> _DATA RECORDS_
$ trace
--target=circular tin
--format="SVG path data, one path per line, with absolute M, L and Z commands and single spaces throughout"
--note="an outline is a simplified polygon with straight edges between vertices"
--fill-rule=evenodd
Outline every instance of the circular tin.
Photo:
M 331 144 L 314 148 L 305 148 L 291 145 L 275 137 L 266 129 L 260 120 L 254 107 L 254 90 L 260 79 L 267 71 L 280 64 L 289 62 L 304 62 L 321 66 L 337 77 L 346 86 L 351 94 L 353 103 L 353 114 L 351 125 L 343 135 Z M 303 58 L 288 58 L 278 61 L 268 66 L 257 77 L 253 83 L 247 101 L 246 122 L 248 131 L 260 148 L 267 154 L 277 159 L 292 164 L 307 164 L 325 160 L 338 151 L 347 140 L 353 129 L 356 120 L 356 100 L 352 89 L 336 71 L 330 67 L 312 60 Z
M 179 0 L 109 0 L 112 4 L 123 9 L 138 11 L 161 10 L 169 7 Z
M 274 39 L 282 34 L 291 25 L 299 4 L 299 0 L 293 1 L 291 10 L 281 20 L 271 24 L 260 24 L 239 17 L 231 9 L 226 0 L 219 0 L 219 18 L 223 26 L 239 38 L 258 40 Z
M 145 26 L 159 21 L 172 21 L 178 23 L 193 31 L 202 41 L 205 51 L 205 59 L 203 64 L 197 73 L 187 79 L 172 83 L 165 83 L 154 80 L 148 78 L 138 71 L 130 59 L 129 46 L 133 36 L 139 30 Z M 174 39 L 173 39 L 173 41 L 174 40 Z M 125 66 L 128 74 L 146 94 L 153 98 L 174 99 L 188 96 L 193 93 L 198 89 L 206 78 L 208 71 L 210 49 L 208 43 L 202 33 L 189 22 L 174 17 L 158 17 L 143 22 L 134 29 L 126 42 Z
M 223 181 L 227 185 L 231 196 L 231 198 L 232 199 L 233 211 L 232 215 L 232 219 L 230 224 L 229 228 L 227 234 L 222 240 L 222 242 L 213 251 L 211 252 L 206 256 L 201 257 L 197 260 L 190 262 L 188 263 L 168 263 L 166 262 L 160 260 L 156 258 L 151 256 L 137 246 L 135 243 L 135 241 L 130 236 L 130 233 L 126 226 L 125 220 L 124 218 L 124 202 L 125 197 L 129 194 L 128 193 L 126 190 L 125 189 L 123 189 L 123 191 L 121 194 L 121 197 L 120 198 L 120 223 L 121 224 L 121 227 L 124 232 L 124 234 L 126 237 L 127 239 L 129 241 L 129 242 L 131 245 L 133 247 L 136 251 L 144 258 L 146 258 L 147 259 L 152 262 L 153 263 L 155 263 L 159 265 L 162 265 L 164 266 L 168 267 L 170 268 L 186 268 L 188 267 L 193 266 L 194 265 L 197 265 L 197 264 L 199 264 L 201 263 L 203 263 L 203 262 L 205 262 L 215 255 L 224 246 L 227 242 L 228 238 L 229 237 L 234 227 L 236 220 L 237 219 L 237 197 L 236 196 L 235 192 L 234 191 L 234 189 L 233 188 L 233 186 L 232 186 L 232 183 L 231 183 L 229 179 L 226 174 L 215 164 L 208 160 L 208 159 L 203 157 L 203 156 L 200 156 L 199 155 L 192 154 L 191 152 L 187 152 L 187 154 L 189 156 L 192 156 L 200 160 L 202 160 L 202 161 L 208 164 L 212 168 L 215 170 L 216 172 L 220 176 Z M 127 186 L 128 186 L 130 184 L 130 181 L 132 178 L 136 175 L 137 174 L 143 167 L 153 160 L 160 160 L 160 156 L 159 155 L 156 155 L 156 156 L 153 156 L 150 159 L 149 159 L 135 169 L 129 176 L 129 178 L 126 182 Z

> _WHAT NEEDS TO BE DONE_
Please extract every line of the records above and reproduce each one without changing a single character.

> _CORRECT ANSWER_
$ trace
--target=circular tin
--format="SVG path data, one path per line, with absolute M, L and Z commands and single spaces throughout"
--note="an outline is a simplified polygon with straight edges between vertices"
--fill-rule=evenodd
Outline every instance of the circular tin.
Photo:
M 331 144 L 314 148 L 305 148 L 291 145 L 275 137 L 266 129 L 260 120 L 254 107 L 254 90 L 260 79 L 267 71 L 280 64 L 289 62 L 304 62 L 321 66 L 337 77 L 346 86 L 351 94 L 353 103 L 353 114 L 351 125 L 343 135 Z M 303 58 L 288 58 L 278 61 L 268 66 L 257 77 L 253 83 L 247 101 L 246 122 L 248 131 L 260 148 L 267 154 L 277 159 L 292 164 L 307 164 L 325 160 L 338 151 L 347 140 L 353 129 L 356 120 L 356 100 L 352 89 L 336 71 L 330 67 L 312 60 Z
M 179 0 L 109 0 L 112 4 L 123 9 L 138 11 L 161 10 L 169 7 Z
M 274 39 L 282 34 L 291 25 L 299 4 L 299 0 L 293 1 L 291 10 L 281 20 L 271 24 L 260 24 L 239 17 L 231 9 L 226 0 L 219 0 L 219 18 L 223 26 L 239 38 L 258 40 Z
M 145 26 L 159 21 L 172 21 L 178 23 L 193 31 L 202 41 L 205 51 L 205 59 L 203 64 L 197 73 L 187 79 L 172 83 L 165 83 L 154 80 L 148 78 L 138 71 L 130 59 L 129 46 L 133 36 L 139 30 Z M 174 39 L 173 39 L 173 41 L 174 40 Z M 125 66 L 128 74 L 146 94 L 153 98 L 174 99 L 188 96 L 193 93 L 198 89 L 206 78 L 208 71 L 210 49 L 208 43 L 202 33 L 189 22 L 174 17 L 158 17 L 143 22 L 134 29 L 126 42 Z
M 223 181 L 227 185 L 231 196 L 231 198 L 232 199 L 233 211 L 232 215 L 232 219 L 230 224 L 229 228 L 227 234 L 222 240 L 222 242 L 213 251 L 211 252 L 206 256 L 201 257 L 197 260 L 190 262 L 188 263 L 168 263 L 166 262 L 160 260 L 156 258 L 151 256 L 137 246 L 135 243 L 135 241 L 130 236 L 130 233 L 126 226 L 125 220 L 124 218 L 124 202 L 125 197 L 129 194 L 128 193 L 126 190 L 125 189 L 123 189 L 123 191 L 121 194 L 121 197 L 120 198 L 120 223 L 121 224 L 121 227 L 124 232 L 124 234 L 126 237 L 127 239 L 129 241 L 129 242 L 131 245 L 133 247 L 136 251 L 144 258 L 146 258 L 147 259 L 152 262 L 153 263 L 155 263 L 159 265 L 162 265 L 164 266 L 168 267 L 170 268 L 186 268 L 188 267 L 193 266 L 194 265 L 197 265 L 197 264 L 199 264 L 201 263 L 203 263 L 203 262 L 205 262 L 215 255 L 224 246 L 227 242 L 228 238 L 229 237 L 234 227 L 236 220 L 237 219 L 237 197 L 236 196 L 235 192 L 234 191 L 234 189 L 233 188 L 233 186 L 232 186 L 232 183 L 231 183 L 229 179 L 226 174 L 215 164 L 208 160 L 208 159 L 203 157 L 203 156 L 200 156 L 199 155 L 192 154 L 191 152 L 187 152 L 187 154 L 189 156 L 192 156 L 200 160 L 202 160 L 202 161 L 208 164 L 212 168 L 215 170 L 216 172 L 220 176 Z M 127 186 L 128 186 L 130 184 L 130 181 L 132 178 L 136 175 L 137 174 L 143 167 L 153 160 L 160 160 L 160 156 L 159 155 L 156 155 L 156 156 L 153 156 L 150 159 L 149 159 L 135 169 L 129 176 L 129 178 L 126 182 Z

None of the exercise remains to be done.